(Items listed in a dataset)
- - - -

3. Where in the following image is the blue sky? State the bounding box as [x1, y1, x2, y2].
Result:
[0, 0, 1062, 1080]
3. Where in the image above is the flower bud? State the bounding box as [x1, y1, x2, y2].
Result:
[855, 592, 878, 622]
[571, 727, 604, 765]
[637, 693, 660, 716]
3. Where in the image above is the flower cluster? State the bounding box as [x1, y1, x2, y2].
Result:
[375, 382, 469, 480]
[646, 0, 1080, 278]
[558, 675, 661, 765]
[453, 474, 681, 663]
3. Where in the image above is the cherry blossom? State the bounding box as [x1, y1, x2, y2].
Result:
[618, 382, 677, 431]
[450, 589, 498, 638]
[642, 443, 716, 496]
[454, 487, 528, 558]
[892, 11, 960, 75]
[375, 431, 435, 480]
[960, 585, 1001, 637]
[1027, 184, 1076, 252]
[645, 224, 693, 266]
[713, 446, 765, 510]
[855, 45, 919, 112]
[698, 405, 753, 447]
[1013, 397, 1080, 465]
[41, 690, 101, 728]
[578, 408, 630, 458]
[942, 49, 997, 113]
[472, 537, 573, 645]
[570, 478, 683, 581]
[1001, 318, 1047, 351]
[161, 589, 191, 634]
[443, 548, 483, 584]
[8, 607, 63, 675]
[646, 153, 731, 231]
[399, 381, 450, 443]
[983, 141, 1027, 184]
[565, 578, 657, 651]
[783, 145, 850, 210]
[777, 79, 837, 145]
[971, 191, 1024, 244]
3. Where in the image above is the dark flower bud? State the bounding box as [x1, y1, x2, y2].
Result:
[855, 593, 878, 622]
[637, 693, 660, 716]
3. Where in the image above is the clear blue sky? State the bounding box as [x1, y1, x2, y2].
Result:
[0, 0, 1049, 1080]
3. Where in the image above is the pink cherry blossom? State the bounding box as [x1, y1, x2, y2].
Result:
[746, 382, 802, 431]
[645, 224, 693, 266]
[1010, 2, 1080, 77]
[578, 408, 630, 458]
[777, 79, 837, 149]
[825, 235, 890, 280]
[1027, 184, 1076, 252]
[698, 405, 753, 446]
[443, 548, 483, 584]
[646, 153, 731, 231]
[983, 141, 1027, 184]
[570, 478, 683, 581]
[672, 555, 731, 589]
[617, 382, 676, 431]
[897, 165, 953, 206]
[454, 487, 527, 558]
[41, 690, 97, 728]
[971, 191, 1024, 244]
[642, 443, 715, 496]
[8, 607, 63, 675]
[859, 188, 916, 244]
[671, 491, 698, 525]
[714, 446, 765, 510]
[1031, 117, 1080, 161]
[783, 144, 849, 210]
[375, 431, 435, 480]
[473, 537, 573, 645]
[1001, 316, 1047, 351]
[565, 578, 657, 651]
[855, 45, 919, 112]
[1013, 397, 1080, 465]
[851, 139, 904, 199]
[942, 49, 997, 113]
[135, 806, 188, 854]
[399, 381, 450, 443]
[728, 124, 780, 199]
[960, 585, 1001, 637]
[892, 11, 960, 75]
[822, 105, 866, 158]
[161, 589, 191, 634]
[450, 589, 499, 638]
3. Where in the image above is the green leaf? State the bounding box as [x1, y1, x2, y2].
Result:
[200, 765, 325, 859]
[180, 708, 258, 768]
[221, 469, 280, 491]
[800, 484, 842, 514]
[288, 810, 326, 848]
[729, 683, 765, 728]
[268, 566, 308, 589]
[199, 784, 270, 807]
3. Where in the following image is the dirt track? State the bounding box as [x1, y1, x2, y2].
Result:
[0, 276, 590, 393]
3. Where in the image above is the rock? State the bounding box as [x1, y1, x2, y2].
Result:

- - - -

Task
Return every line of the records above that contains the string "blossom", treating uppercase and lowercase as different.

Task response
3. Where in the image above is the cherry blossom? State the bounding box as [x1, y1, x2, y2].
3. Where in the image above is the pink cherry blossom? State the bounding box as [x1, y1, x2, y2].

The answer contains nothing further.